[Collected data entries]
==================================================

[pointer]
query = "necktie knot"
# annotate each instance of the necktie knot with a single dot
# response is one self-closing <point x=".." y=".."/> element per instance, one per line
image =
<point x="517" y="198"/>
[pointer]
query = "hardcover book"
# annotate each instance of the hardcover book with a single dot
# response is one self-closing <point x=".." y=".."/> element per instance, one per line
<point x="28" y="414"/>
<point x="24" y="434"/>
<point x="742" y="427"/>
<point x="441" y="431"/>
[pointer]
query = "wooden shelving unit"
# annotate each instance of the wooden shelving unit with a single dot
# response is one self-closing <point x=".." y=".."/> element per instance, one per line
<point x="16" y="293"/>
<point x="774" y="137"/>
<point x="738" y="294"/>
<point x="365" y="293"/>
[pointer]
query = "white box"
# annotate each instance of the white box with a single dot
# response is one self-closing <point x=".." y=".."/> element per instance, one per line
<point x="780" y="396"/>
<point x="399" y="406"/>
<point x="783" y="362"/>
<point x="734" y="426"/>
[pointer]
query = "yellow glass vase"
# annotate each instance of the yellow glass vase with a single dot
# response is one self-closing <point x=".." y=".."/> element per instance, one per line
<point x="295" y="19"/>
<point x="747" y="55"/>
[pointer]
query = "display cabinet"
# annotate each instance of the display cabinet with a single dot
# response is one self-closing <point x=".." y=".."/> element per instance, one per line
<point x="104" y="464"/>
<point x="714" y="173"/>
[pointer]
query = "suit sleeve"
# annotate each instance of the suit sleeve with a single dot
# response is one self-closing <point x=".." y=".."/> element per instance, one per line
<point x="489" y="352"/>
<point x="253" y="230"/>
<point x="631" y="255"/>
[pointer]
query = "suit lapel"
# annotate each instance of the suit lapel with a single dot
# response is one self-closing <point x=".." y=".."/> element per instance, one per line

==================================================

From the first line of the entries above to the line with "# annotate each instance of the hardcover", please return every line exactly, keeping both ends.

[pointer]
query = "necktie knot"
# annotate each instance of the necktie knot with a single dot
# response is one self-closing <point x=".." y=".."/> element per instance, one per line
image =
<point x="517" y="198"/>
[pointer]
query = "hardcover book"
# annotate each instance of the hardcover book with a single dot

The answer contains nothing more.